## BEGIN EXTRACTED INFORMATION

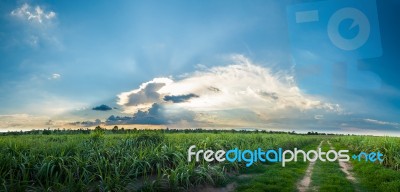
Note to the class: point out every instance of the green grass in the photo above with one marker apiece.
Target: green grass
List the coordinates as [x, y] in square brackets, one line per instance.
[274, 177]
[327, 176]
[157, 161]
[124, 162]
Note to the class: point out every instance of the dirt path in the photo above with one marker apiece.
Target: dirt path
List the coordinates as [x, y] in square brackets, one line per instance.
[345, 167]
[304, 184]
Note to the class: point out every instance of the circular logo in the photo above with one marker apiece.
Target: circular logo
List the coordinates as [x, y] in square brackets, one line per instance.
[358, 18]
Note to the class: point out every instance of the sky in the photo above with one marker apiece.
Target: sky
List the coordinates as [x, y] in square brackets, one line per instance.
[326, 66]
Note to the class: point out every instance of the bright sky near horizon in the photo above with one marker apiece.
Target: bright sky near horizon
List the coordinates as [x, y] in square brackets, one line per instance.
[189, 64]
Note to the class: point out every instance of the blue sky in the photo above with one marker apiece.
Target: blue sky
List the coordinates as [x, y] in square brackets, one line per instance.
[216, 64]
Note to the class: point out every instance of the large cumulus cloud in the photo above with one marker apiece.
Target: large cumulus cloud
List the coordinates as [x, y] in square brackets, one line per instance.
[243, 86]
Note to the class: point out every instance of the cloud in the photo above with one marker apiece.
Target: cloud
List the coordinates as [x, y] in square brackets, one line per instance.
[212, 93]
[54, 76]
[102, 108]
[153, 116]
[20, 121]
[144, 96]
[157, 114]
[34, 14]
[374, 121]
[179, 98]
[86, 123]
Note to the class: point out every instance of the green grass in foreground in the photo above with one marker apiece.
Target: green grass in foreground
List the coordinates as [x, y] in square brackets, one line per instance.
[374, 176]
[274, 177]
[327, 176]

## END EXTRACTED INFORMATION

Rewrite the lines running from the one containing "in foreground in" through the end of the rows, changing "marker" to "pin" and keeping everything else the same.

Note to the class: point out every instance of the green grass in foreground in the photo above with one pin apiece.
Target: green grass in foreground
List the coordinates as [x, y] in square brackets, one line per instance.
[374, 176]
[274, 177]
[327, 176]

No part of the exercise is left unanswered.